— begin Task data —

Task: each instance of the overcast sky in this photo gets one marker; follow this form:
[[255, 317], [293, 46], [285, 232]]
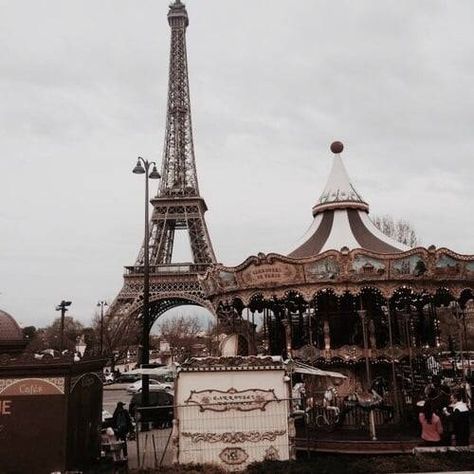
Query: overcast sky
[[83, 86]]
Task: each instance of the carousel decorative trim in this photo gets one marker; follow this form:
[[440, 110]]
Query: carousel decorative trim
[[235, 436], [233, 456], [419, 269], [210, 364], [232, 399]]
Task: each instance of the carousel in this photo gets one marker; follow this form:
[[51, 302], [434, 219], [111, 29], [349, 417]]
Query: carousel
[[349, 298]]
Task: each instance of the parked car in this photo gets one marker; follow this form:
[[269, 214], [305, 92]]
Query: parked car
[[127, 378], [136, 387], [160, 411]]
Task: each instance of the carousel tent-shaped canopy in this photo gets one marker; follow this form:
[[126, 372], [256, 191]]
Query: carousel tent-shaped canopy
[[341, 219]]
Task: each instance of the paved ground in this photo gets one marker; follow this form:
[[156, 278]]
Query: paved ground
[[151, 444]]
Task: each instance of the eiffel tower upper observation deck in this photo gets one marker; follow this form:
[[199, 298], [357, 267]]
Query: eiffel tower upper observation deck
[[177, 206]]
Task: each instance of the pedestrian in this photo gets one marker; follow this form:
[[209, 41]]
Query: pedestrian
[[431, 427], [459, 416], [122, 424]]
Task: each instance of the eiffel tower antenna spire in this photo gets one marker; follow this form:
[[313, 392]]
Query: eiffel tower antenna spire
[[177, 206]]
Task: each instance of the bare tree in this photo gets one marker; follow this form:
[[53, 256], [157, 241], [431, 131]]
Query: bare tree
[[50, 336], [400, 230], [181, 331], [119, 335]]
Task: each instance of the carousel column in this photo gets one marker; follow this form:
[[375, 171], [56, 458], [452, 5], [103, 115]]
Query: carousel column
[[363, 316], [327, 336], [287, 326]]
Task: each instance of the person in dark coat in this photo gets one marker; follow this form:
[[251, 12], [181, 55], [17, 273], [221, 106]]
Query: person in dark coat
[[122, 425], [459, 416]]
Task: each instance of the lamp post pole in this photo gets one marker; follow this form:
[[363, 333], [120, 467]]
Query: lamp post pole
[[142, 167], [458, 313], [63, 308], [101, 304]]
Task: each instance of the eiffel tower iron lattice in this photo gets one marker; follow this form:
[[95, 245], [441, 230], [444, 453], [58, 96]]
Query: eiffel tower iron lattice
[[177, 206]]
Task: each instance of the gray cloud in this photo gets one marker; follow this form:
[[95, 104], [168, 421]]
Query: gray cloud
[[83, 92]]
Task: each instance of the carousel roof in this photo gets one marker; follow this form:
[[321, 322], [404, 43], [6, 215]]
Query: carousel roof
[[341, 219]]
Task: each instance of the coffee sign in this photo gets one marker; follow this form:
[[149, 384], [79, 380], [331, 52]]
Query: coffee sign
[[31, 387]]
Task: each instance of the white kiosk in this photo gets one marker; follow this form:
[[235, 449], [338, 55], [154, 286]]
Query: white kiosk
[[232, 411]]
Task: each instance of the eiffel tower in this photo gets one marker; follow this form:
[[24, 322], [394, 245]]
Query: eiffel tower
[[178, 206]]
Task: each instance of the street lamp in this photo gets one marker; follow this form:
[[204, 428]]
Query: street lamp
[[142, 167], [101, 304], [63, 308]]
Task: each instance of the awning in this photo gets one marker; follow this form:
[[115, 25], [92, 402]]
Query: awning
[[153, 371]]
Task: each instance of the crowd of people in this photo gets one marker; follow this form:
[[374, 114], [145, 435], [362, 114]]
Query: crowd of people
[[445, 414], [114, 438]]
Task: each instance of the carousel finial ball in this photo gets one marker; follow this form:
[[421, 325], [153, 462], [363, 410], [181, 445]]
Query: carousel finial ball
[[337, 147]]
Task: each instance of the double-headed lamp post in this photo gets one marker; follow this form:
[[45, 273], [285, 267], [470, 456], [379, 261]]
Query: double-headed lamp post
[[143, 167], [101, 304]]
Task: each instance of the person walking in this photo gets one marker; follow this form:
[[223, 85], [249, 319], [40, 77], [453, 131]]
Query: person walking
[[459, 416], [122, 425], [431, 427]]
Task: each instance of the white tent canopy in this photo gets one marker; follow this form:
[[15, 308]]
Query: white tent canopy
[[154, 370]]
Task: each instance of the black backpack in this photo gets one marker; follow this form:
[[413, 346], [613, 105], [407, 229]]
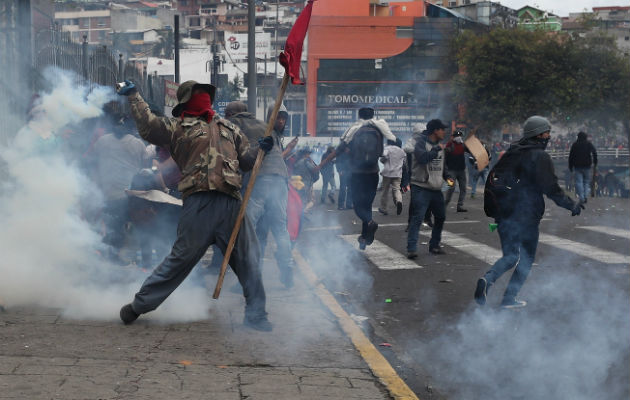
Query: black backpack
[[502, 186], [366, 148]]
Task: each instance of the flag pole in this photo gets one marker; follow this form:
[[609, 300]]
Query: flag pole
[[250, 187]]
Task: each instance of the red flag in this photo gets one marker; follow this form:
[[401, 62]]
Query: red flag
[[292, 55]]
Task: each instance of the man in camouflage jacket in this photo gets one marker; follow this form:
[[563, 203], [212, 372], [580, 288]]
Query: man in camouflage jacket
[[209, 151]]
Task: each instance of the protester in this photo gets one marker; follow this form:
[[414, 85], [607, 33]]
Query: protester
[[428, 174], [118, 156], [209, 151], [364, 140], [456, 164], [394, 161], [581, 157], [514, 198], [270, 193], [342, 163], [328, 177]]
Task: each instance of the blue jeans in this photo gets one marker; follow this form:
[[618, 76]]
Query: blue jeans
[[519, 241], [423, 200], [583, 182], [269, 199]]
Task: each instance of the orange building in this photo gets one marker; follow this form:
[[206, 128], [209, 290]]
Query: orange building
[[391, 57]]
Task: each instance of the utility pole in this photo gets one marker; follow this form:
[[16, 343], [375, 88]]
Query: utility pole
[[251, 56], [176, 38], [214, 78]]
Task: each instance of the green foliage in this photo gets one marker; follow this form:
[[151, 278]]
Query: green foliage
[[510, 75]]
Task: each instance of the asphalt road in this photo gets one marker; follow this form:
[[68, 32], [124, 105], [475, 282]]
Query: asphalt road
[[573, 334]]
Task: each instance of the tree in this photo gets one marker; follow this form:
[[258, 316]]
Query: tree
[[509, 75]]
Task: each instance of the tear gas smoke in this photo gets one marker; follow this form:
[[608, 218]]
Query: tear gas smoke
[[50, 254], [570, 342]]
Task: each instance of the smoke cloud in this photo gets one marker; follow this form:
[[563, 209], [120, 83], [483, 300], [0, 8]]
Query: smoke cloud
[[51, 256]]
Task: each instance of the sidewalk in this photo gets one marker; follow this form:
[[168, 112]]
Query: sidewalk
[[307, 356]]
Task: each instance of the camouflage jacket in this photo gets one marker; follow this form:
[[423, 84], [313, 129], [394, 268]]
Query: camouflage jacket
[[209, 155]]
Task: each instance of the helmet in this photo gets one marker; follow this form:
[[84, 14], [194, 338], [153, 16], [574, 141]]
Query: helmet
[[535, 125]]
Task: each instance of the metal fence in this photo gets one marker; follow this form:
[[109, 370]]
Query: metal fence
[[91, 65]]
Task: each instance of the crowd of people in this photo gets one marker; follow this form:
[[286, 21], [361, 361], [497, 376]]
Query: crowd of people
[[182, 192]]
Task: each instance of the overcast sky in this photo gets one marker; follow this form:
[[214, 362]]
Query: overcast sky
[[563, 7]]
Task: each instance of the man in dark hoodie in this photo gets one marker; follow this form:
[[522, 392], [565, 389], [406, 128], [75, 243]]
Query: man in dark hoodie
[[428, 172], [519, 213], [270, 194], [581, 157]]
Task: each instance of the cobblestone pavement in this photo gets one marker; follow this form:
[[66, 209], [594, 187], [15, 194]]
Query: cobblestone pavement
[[44, 355]]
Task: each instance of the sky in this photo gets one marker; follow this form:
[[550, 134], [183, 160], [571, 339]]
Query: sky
[[563, 7]]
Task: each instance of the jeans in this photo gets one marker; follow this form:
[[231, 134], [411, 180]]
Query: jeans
[[583, 182], [460, 177], [269, 199], [519, 241], [423, 200], [206, 218], [345, 192], [394, 185], [363, 193]]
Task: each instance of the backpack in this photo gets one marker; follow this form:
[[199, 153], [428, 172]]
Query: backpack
[[502, 186], [366, 148]]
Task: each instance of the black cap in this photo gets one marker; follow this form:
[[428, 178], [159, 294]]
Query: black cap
[[434, 125]]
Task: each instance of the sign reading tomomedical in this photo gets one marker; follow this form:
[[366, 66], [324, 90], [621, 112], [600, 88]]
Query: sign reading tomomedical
[[236, 45], [401, 104]]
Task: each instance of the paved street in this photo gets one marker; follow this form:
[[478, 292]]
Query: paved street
[[419, 314]]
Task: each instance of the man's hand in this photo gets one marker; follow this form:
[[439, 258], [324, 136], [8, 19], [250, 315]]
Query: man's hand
[[126, 90], [577, 208], [265, 143]]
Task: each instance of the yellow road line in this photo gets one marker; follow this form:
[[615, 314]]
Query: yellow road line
[[381, 368]]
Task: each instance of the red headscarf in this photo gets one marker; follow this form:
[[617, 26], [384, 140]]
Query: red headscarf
[[199, 105]]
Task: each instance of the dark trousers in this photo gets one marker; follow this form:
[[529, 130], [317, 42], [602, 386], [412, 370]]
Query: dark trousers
[[207, 218], [345, 191], [519, 241], [327, 180], [423, 200], [363, 193]]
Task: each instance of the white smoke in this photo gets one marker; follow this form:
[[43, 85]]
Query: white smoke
[[50, 255]]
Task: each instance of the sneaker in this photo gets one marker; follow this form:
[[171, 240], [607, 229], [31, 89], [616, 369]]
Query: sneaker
[[372, 227], [286, 278], [481, 291], [513, 303], [258, 322], [128, 315], [437, 251]]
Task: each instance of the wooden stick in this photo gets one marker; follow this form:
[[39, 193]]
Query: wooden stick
[[250, 187]]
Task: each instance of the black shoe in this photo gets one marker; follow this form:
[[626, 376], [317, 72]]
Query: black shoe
[[286, 277], [513, 303], [258, 322], [437, 251], [127, 314], [481, 291], [372, 227], [362, 243]]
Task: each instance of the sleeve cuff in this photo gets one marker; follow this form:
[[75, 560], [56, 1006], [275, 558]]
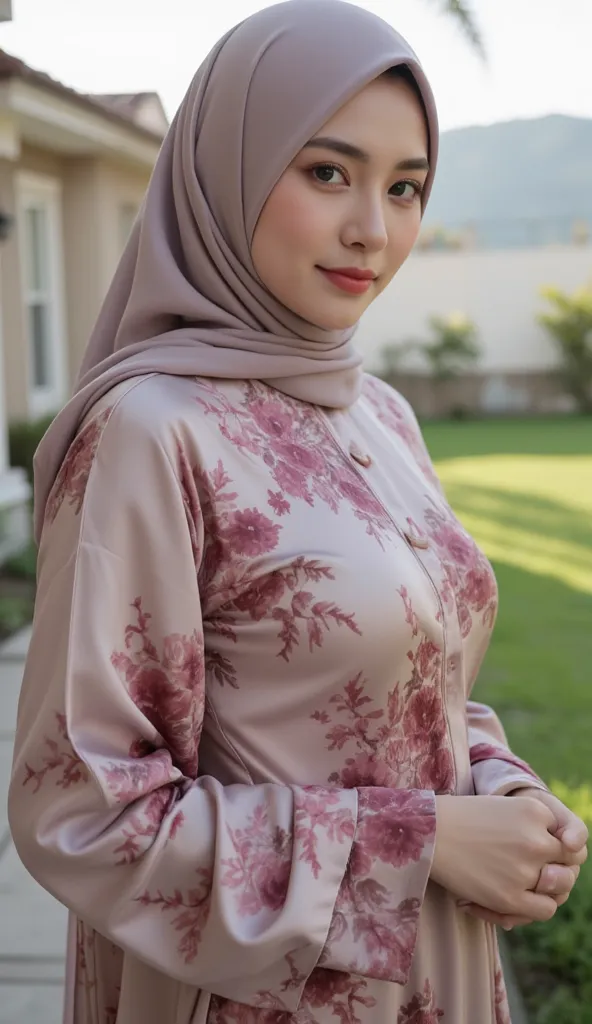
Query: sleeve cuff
[[497, 777], [376, 919]]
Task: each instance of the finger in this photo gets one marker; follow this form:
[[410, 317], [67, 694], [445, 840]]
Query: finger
[[573, 859], [555, 880], [537, 906], [574, 836]]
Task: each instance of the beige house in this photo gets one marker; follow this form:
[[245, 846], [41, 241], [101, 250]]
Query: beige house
[[73, 173]]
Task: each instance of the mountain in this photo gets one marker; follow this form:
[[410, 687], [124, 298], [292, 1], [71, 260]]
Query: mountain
[[516, 181]]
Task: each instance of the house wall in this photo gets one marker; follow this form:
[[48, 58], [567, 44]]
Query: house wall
[[12, 311], [95, 194], [500, 291], [96, 197]]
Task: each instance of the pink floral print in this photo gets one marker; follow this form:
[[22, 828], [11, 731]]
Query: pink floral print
[[393, 828], [501, 996], [166, 784], [234, 584], [467, 569], [168, 688], [484, 752], [302, 459], [421, 1010], [259, 871], [189, 912], [59, 761], [404, 742]]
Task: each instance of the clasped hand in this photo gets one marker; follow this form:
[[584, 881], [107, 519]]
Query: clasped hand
[[509, 861]]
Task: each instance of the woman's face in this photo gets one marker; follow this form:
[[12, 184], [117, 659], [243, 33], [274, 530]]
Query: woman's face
[[350, 202]]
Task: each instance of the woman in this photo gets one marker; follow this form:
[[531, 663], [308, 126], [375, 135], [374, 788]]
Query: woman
[[244, 733]]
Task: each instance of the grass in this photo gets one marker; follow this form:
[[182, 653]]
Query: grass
[[523, 488]]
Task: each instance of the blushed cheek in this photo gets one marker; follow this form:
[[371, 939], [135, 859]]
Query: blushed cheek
[[296, 218]]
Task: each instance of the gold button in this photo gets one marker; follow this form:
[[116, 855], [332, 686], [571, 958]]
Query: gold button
[[361, 457], [416, 542]]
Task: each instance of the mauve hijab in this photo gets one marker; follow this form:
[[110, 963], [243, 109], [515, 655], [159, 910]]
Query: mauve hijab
[[185, 298]]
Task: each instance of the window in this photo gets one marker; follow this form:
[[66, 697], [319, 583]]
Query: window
[[42, 276]]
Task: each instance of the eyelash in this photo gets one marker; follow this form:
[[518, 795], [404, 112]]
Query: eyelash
[[416, 185]]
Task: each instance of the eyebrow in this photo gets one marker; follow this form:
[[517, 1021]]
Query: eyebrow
[[347, 150]]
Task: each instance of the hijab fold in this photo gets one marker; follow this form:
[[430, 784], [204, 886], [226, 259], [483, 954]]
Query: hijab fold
[[185, 298]]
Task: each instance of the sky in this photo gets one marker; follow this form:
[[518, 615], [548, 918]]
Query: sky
[[538, 50]]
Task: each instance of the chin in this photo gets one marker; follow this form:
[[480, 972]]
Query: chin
[[335, 320]]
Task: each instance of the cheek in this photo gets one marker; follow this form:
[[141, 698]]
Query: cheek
[[291, 219], [403, 237]]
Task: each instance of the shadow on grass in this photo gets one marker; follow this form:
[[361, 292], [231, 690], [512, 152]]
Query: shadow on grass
[[532, 513]]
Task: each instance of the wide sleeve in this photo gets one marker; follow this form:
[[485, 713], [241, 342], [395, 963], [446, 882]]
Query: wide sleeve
[[496, 769], [238, 889]]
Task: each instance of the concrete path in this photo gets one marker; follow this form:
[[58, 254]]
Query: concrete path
[[32, 923]]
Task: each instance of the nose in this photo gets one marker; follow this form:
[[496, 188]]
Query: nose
[[366, 226]]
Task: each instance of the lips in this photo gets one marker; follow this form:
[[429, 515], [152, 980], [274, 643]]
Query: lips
[[349, 279]]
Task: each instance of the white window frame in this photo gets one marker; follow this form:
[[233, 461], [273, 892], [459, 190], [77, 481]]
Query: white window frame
[[41, 192]]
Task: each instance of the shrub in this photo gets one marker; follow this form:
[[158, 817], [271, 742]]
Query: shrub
[[569, 324], [24, 436]]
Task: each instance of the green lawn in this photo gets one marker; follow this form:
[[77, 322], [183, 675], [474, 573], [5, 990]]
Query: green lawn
[[523, 488]]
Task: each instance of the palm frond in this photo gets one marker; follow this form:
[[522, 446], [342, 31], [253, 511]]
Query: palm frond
[[462, 13]]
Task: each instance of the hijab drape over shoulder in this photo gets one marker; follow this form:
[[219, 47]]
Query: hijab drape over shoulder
[[185, 298]]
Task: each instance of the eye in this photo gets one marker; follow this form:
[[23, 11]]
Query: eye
[[407, 189], [329, 174]]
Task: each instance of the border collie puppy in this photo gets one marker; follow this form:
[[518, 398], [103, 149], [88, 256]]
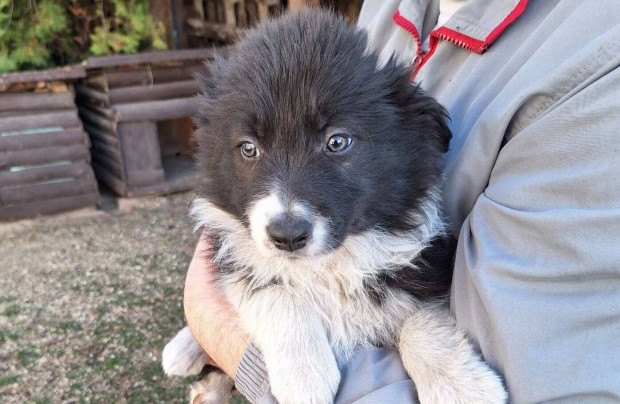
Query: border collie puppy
[[320, 187]]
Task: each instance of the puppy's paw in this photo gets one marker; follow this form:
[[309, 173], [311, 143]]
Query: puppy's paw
[[183, 356], [443, 363], [481, 385], [299, 379], [478, 384], [215, 388]]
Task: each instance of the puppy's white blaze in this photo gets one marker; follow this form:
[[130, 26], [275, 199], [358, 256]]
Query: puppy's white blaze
[[320, 228], [183, 356], [265, 209], [260, 214]]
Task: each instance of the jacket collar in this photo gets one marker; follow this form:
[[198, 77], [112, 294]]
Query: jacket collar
[[475, 26]]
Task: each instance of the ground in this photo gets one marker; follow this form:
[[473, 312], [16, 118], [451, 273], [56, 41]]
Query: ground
[[87, 303]]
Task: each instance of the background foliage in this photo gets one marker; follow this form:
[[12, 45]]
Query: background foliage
[[44, 33]]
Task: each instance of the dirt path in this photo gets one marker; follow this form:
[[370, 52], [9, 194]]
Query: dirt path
[[86, 305]]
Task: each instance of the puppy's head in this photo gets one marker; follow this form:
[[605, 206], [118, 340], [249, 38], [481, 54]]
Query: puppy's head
[[305, 140]]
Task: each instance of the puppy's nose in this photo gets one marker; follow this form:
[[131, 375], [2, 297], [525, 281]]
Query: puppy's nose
[[289, 233]]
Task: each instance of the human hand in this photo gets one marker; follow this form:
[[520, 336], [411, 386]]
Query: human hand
[[212, 320]]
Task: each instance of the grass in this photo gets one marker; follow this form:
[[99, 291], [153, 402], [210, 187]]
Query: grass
[[86, 306]]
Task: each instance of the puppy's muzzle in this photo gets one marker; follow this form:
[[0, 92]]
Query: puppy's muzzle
[[289, 233]]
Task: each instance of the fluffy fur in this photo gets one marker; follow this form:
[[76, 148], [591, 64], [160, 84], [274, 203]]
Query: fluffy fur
[[366, 215]]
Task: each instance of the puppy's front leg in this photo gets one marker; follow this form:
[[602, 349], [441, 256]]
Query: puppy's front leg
[[300, 362]]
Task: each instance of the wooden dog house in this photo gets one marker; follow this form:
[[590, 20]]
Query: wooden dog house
[[137, 110], [44, 152]]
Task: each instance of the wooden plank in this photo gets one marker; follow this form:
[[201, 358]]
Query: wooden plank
[[103, 136], [64, 118], [144, 76], [91, 117], [44, 156], [37, 192], [178, 89], [108, 164], [72, 72], [145, 177], [39, 140], [157, 110], [113, 182], [109, 151], [10, 102], [149, 57], [87, 95], [43, 207], [43, 174]]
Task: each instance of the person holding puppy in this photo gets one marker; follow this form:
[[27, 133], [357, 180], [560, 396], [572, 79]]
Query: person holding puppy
[[532, 193]]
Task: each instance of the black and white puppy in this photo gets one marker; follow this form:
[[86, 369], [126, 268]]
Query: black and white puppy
[[320, 188]]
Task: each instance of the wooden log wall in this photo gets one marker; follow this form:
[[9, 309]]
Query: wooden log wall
[[44, 155], [120, 103]]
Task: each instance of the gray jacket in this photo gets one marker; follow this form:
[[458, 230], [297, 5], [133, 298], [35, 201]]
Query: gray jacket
[[532, 192]]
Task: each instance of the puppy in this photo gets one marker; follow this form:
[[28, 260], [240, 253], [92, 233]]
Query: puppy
[[320, 188]]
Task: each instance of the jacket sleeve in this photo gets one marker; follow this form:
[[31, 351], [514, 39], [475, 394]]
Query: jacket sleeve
[[372, 376], [537, 269]]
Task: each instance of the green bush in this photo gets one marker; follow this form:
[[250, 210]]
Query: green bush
[[38, 34], [127, 29], [29, 31]]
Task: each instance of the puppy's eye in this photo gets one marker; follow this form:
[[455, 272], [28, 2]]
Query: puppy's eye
[[249, 150], [338, 142]]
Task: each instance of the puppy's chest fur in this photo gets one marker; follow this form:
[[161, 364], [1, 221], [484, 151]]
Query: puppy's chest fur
[[356, 308]]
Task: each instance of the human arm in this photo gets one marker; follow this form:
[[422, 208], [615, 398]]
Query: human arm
[[537, 270], [371, 375]]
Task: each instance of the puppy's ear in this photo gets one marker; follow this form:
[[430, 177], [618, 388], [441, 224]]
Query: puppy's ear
[[420, 111]]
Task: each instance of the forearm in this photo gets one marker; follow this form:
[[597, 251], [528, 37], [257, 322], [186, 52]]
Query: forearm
[[211, 319], [373, 375]]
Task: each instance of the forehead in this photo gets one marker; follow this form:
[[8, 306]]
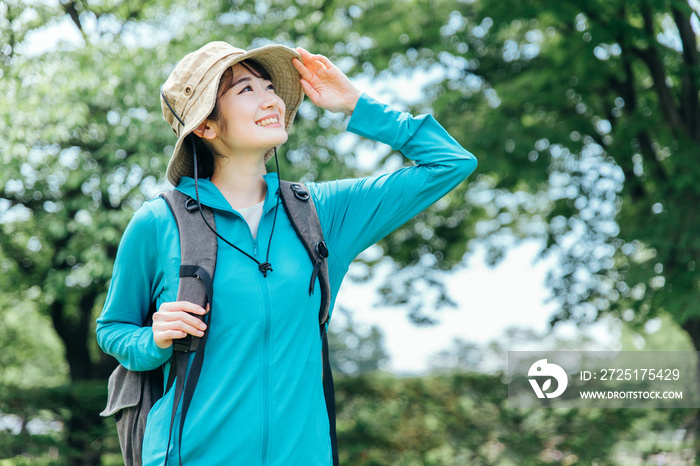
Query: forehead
[[240, 70]]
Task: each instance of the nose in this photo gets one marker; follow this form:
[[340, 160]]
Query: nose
[[272, 101]]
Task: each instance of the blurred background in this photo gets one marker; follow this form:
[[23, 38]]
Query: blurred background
[[580, 228]]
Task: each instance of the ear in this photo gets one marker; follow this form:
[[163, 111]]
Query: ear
[[205, 130]]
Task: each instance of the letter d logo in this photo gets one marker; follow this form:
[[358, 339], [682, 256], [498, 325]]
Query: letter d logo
[[541, 369]]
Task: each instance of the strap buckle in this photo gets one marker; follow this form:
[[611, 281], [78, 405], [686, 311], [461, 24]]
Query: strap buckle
[[299, 191]]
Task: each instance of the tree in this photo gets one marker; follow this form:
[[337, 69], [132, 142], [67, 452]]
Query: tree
[[584, 116], [586, 119]]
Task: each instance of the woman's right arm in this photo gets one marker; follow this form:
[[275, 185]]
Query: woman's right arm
[[134, 287]]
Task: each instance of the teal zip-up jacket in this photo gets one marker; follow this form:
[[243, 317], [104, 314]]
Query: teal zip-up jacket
[[259, 399]]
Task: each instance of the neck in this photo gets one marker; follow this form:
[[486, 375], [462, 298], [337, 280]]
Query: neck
[[240, 181]]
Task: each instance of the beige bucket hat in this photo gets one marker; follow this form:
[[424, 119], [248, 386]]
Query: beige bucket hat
[[192, 87]]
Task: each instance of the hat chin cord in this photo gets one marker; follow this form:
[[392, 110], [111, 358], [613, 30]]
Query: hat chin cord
[[264, 267]]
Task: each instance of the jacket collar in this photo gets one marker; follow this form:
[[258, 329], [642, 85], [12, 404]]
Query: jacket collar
[[210, 196]]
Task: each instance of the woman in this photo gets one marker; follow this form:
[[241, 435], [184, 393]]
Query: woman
[[259, 398]]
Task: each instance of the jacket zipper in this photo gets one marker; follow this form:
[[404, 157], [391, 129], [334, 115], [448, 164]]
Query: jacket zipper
[[267, 318]]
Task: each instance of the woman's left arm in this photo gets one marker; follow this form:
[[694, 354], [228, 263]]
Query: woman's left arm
[[357, 213]]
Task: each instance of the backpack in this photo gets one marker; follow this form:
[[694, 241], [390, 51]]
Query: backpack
[[132, 394]]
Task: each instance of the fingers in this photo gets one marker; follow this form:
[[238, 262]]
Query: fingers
[[303, 71], [176, 320]]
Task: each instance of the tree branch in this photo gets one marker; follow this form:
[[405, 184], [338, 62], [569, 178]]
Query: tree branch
[[650, 57], [690, 105]]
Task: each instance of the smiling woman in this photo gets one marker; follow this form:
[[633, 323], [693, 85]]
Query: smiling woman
[[260, 394]]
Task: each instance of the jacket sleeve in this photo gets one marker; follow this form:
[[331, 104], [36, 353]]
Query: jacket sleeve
[[120, 330], [356, 213]]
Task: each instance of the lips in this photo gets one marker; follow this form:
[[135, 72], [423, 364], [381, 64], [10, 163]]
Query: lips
[[268, 120]]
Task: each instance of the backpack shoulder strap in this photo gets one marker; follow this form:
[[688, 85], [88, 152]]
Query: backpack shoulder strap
[[304, 217], [198, 249]]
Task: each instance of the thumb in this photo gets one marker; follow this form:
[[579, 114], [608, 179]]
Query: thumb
[[309, 90]]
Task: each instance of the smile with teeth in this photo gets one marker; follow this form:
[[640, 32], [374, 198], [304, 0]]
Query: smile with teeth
[[268, 121]]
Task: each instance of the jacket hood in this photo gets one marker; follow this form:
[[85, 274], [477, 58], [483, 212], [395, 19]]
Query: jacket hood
[[210, 196]]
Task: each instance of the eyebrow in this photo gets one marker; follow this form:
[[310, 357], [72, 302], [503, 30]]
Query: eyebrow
[[243, 79]]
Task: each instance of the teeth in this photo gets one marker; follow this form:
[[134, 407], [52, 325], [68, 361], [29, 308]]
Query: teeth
[[267, 121]]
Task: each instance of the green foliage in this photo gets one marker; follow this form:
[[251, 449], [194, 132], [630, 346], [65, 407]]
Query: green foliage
[[584, 116], [458, 418]]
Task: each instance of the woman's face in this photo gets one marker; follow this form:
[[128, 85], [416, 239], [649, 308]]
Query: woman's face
[[251, 118]]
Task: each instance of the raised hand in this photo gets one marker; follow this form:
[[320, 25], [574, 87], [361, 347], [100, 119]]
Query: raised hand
[[326, 86]]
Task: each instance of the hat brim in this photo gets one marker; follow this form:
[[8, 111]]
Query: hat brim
[[277, 61]]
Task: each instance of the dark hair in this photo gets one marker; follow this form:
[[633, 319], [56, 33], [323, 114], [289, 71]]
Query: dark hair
[[205, 154]]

— end Task data —

-- Aim --
Give back exactly the lines that run from the line with "Task: each instance of the backpack shoulder" through the close of the material, counting both ends, and nothing more.

-- Solved problem --
Task: each instance of the backpack shoulder strap in this photo gets one marker; follow this form:
[[688, 85], [88, 152]]
Query: backpack shoulder strap
[[304, 217], [198, 249]]
Task: each instance of the thumb in this photo gets one marker; follow this form:
[[579, 114], [608, 179]]
Query: thumb
[[309, 90]]
Task: each instance of the smile with teeth in this photo gets one marker; follow this form:
[[640, 32], [374, 198], [304, 0]]
Query: smile with teeth
[[268, 121]]
Task: each instance of the jacket hood in this photo gets one marker; follow this form:
[[85, 274], [477, 58], [483, 212], [395, 19]]
Query: jacket hood
[[210, 196]]
Task: each instance of the eyebrow in this photo gets one marker; follow this form:
[[310, 357], [72, 302], [503, 30]]
Query: eyebrow
[[243, 79]]
Task: each instance of the teeth in this photo gets one marker; follow this form:
[[134, 407], [52, 325], [68, 361], [29, 308]]
Query: teeth
[[267, 121]]
Task: each instance of the green foliage in this photo gets one marker; follow this form:
[[251, 449], [194, 132], [630, 346], [65, 407]]
Query: green foliage
[[584, 116], [458, 418]]
Task: each instance of the woman's face in this photo gets one marker; follow this form:
[[128, 85], [416, 239], [649, 308]]
Query: woman's face
[[251, 118]]
Task: each instance of the raised hand in this photo gets one marker; follow this form:
[[320, 25], [574, 87], [361, 347], [100, 119]]
Query: raised hand
[[326, 86]]
Task: each instance of the hat brim in this photo gets one marker; follow this form:
[[8, 111]]
Query: hat brim
[[277, 61]]
Task: each instance of the dark hair in this photo gets one marker; follow this form:
[[633, 319], [56, 33], [323, 114], [289, 71]]
Query: dark hair
[[205, 154]]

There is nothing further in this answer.